What to do
Your task is to repeat, word for word, the line containing "Study the picture above. For each instance of the tree, find" and all lines that follow it to the end of the material, and no other lines.
━━━━
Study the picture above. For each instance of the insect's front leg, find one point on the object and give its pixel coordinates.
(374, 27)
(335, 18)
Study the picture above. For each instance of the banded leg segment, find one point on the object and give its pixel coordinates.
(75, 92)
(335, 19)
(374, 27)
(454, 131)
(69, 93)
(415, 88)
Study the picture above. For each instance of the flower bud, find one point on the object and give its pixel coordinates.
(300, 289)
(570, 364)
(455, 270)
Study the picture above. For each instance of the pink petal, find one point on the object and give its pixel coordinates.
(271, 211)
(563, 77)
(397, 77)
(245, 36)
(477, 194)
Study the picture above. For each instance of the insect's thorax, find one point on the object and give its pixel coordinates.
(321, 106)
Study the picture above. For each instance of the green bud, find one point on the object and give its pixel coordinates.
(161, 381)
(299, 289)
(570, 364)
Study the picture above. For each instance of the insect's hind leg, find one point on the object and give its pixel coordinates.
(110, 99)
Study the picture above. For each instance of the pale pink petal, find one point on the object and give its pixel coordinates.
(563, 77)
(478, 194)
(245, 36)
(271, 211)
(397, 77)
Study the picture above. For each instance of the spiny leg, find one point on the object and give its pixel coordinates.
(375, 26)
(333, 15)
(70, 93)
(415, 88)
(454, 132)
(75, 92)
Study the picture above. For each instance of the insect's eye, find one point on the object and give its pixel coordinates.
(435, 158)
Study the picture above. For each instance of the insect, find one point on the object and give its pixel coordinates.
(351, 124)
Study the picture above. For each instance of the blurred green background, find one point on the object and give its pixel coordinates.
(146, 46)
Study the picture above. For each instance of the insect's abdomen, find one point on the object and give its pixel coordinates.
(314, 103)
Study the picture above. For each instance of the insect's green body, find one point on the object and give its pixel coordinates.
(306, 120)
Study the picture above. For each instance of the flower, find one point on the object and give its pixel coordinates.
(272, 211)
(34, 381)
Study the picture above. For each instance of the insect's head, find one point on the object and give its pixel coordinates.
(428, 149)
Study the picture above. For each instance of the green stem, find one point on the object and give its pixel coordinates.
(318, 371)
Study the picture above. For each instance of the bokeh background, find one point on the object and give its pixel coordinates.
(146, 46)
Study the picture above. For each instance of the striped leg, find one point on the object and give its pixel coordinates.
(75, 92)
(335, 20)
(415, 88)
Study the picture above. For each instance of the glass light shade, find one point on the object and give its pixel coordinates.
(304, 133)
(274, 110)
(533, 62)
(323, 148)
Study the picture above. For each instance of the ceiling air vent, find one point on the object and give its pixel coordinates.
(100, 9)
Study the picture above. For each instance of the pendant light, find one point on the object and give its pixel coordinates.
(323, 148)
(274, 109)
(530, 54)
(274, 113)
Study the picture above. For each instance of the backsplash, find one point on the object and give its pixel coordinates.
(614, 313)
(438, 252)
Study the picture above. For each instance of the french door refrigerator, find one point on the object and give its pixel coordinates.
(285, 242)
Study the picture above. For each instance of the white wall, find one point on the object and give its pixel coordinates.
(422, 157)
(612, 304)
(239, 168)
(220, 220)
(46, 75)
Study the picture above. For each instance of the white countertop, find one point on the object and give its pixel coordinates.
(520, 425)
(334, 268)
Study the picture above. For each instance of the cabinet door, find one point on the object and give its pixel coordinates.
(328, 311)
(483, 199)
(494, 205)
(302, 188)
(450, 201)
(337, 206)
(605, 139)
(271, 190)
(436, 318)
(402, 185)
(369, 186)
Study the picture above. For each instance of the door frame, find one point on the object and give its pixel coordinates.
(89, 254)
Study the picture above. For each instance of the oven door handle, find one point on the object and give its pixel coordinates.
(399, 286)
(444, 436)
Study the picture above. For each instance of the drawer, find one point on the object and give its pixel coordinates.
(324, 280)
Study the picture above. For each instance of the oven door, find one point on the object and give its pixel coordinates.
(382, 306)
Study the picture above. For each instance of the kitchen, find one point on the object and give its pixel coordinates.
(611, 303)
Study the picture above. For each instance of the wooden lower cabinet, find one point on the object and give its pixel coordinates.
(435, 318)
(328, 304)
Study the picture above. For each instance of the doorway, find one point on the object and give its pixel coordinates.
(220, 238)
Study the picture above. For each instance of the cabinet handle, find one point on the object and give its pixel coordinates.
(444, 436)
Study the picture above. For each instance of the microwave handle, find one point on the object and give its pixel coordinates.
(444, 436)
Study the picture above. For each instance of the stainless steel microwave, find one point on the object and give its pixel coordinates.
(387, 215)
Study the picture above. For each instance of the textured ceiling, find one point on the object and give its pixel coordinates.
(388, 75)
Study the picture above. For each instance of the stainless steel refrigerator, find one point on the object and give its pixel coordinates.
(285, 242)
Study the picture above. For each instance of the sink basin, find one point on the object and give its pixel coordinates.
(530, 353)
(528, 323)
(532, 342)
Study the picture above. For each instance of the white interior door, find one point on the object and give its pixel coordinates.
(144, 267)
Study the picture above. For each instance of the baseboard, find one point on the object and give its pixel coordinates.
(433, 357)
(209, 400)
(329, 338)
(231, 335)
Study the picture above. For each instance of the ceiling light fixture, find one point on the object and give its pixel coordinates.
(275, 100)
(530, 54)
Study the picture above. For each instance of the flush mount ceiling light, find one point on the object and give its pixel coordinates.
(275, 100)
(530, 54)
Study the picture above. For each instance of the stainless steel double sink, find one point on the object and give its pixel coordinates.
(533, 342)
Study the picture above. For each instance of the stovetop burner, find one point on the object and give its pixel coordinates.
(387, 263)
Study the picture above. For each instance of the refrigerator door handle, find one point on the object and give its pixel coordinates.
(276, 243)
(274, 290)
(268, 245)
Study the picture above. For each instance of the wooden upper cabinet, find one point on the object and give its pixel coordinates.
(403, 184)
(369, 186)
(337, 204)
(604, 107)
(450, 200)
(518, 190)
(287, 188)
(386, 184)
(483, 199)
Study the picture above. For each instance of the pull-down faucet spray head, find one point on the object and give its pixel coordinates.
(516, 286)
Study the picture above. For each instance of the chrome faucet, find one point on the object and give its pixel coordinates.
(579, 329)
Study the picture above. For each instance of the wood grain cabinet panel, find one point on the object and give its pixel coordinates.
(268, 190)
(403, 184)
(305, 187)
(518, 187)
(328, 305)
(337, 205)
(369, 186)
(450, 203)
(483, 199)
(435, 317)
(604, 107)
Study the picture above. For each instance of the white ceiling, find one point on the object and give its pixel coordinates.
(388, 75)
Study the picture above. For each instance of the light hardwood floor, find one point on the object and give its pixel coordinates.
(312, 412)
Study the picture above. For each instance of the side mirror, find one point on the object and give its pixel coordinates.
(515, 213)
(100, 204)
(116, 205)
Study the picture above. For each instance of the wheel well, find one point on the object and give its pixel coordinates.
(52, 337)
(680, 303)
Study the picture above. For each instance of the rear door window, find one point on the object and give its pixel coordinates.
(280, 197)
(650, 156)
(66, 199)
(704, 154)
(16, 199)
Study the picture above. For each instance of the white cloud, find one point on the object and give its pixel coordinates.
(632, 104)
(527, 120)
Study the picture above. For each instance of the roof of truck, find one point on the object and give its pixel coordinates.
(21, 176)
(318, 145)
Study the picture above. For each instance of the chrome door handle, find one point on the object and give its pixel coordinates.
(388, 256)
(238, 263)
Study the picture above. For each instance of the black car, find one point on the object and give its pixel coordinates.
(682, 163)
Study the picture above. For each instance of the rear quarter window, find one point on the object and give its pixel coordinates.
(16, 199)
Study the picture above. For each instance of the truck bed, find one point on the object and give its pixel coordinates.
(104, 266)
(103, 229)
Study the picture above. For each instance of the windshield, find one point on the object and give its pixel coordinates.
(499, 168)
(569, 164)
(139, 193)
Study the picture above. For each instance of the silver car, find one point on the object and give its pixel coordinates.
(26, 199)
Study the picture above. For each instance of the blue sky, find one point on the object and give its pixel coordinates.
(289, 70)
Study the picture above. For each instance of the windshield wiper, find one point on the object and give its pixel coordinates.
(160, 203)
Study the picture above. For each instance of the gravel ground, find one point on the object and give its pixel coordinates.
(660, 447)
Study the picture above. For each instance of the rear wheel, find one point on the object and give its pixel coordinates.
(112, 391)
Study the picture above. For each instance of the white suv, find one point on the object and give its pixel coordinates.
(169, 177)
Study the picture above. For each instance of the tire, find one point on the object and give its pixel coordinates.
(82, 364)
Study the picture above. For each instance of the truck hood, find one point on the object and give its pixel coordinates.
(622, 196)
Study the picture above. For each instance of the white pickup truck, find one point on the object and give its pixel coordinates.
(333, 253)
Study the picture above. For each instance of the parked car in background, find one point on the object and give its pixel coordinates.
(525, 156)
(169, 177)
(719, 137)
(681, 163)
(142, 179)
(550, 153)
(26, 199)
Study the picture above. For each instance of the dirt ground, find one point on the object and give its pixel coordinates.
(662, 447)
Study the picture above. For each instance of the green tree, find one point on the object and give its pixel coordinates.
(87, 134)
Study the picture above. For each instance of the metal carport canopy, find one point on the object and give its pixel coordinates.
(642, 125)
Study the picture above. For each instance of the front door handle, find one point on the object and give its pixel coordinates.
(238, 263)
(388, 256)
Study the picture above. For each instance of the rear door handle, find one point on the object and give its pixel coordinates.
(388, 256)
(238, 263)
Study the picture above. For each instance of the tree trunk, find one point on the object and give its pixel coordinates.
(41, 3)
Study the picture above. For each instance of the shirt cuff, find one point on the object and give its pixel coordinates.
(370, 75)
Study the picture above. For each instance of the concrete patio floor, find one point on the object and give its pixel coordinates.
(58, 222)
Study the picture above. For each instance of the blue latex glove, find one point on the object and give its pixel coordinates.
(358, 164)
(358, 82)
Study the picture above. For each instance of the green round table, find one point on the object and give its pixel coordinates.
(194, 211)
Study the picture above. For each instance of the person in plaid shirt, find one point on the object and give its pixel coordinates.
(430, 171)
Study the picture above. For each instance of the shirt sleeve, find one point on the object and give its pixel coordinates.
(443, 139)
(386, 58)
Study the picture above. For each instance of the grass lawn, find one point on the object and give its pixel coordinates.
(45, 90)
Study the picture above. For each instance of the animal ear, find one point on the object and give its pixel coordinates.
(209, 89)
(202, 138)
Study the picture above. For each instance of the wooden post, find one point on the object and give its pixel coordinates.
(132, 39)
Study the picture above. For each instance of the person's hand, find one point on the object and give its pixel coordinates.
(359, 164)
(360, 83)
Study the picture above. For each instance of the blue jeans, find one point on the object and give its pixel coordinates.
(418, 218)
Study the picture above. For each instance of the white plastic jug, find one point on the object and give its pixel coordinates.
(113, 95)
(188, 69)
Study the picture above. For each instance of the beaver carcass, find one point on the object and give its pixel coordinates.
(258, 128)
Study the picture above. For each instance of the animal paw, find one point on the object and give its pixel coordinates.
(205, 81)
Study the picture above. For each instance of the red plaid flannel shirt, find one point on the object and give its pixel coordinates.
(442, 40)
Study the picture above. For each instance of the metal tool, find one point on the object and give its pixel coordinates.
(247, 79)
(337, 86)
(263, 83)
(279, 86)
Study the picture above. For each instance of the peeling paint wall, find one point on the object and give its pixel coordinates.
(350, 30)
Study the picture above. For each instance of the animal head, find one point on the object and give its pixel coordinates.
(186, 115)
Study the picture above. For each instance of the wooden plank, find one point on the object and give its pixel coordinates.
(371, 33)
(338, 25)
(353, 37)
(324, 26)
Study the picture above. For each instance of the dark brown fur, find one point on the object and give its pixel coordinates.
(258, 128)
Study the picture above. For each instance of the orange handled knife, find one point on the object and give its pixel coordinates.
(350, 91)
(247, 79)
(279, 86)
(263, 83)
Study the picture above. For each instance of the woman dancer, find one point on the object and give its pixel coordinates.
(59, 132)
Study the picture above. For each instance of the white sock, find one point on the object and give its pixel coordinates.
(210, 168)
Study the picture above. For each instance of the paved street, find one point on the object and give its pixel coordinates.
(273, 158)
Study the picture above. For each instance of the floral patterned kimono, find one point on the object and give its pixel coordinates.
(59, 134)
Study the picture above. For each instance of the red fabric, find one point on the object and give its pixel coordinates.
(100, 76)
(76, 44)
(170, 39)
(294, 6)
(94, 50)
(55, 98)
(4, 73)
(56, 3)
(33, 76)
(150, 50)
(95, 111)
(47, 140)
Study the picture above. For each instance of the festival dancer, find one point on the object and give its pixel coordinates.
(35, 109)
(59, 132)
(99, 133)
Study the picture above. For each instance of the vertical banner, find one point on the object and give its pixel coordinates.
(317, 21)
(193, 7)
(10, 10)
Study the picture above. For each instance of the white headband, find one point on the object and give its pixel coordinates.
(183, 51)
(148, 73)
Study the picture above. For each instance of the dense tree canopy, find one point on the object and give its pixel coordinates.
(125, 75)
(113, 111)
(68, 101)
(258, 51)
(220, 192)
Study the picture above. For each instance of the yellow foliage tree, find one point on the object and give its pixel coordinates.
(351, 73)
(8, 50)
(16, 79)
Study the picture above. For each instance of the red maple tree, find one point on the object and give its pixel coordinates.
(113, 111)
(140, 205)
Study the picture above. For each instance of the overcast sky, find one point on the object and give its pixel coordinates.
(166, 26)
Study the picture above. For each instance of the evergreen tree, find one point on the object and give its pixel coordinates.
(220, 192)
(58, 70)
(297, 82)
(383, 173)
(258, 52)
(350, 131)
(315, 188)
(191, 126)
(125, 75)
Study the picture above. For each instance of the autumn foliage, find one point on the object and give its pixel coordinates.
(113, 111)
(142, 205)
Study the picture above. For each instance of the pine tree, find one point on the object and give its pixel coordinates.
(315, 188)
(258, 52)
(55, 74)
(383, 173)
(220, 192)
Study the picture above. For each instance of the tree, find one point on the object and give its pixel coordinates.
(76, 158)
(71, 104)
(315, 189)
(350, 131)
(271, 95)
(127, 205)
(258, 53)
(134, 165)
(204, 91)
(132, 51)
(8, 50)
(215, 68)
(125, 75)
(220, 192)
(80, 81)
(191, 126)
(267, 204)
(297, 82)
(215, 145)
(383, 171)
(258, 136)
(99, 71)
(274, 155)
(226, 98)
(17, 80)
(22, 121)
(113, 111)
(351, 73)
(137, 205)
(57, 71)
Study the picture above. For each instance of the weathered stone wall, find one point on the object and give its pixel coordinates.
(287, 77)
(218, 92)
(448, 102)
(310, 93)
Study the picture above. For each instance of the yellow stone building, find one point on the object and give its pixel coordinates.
━━━━
Reply
Study the picture above. For each instance of the tree, find one point on the object and give its pixel coordinates.
(76, 158)
(71, 104)
(315, 189)
(350, 131)
(271, 95)
(127, 205)
(258, 53)
(134, 165)
(204, 91)
(132, 51)
(8, 50)
(215, 68)
(125, 75)
(220, 192)
(80, 81)
(191, 126)
(267, 204)
(297, 82)
(215, 145)
(383, 171)
(258, 136)
(99, 71)
(274, 155)
(226, 98)
(17, 80)
(22, 121)
(113, 111)
(351, 73)
(137, 205)
(57, 71)
Study the picture above. For each instance of the weathered stone wall, find one point on the object and give its pixel coordinates.
(287, 77)
(218, 92)
(448, 102)
(310, 93)
Study the picture above. For each instance of the yellow stone building, find one point on the object and give its pixel coordinates.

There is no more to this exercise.